EXERCÍCIO:
Reescreva a passagem do trecho da página que vai de "Os dados aqui" até "dos sujeitos da pesquisa.", trocando "qualitativo" por "descritivo".

TRECHO DA PÁGINA:

No mesmo ano, a universidade aprovou a implantação da Comissão Permanente de Meio Ambiente e Valores Humanos, órgão responsável pela implementação e avaliação de políticas e ações de desenvolvimento ambiental (natural, construído e dos valores humanos) voltadas ao cumprimento da missão da Universidade, dentre outras atribuições. No ano seguinte à sua implantação, a comissão iniciou as discussões para a construção do Plano Diretor Sustentável do campus.
Os dados aqui apresentados são resultados de uma pesquisa exploratória, de caráter qualitativo, ou seja, que se dedica ao estudo dos significados, motivações, valores e atitudes que são parte da realidade social de difícil quantificação (Minayo, 2010), tais como “sentimentos, motivações, crenças e atitudes individuais” (Goldenberg, 2002). A pesquisa, portanto, não se legitima a partir de sua representatividade numérica ou estatística, mas na exploração e no aprofundamento das percepções ambientais dos sujeitos da pesquisa.
Foram realizadas entrevistas semiestruturadas com oito sujeitos de pesquisa. Esta modalidade de entrevista possibilita o acesso a informações além das inicialmente listadas pelos pesquisadores (Gaskell, 2004). As entrevistas seguiram roteiro, constituído por cinco perguntas previamente formuladas, que serviram como um guia para organizar o processo de interação com os sujeitos da pesquisa. As perguntas consistiam em saber como os atores percebiam as mudanças e transformações ocorridas nas últimas décadas, tais como as mudanças no ambiente natural, no ambiente construído e no entorno da universidade. Além disso, os entrevistados também foram indagados se consideram essas mudanças ou transformações de forma positiva ou negativa. Este roteiro foi alterado ou adaptado de acordo com o fluxo da conversação, permitindo aos pesquisadores aprofundar questionamentos ou responder a dúvidas que surgiram no decorrer da interação com os entrevistados.

LINHAS DE DADOS:
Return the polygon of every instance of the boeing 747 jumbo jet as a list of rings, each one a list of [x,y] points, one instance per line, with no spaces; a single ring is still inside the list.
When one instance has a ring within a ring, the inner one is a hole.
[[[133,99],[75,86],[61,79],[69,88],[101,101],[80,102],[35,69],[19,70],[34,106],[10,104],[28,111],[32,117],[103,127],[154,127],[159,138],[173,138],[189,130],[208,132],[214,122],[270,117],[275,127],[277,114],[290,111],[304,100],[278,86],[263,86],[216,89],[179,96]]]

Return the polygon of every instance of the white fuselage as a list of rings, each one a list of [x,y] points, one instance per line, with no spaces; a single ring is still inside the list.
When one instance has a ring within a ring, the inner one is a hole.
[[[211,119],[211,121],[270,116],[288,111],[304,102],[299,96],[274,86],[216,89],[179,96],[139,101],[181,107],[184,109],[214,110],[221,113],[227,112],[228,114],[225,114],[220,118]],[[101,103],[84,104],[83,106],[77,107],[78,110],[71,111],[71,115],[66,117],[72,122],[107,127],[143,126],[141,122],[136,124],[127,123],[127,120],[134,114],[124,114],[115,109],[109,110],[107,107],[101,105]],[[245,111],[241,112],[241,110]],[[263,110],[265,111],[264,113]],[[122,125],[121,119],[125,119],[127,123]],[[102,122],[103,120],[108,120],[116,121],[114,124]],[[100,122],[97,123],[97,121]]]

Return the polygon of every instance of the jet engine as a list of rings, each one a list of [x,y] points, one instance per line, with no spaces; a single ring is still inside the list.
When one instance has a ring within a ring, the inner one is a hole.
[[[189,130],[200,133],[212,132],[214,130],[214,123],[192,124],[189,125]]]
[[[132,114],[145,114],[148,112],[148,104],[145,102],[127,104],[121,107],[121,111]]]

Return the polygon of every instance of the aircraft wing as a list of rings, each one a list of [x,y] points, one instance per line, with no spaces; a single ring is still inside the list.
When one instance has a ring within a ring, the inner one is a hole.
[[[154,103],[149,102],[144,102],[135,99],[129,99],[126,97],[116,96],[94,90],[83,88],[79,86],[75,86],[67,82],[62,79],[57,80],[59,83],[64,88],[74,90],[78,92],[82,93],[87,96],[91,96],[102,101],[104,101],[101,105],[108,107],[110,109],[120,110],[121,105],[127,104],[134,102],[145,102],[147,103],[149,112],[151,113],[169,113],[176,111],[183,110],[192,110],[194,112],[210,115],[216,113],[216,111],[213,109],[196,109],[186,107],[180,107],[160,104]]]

RESPOSTA ESCRITA:
Os dados aqui apresentados são resultados de uma pesquisa exploratória, de caráter descritivo, ou seja, que se dedica ao estudo dos significados, motivações, valores e atitudes que são parte da realidade social de difícil quantificação (Minayo, 2010), tais como “sentimentos, motivações, crenças e atitudes individuais” (Goldenberg, 2002). A pesquisa, portanto, não se legitima a partir de sua representatividade numérica ou estatística, mas na exploração e no aprofundamento das percepções ambientais dos sujeitos da pesquisa.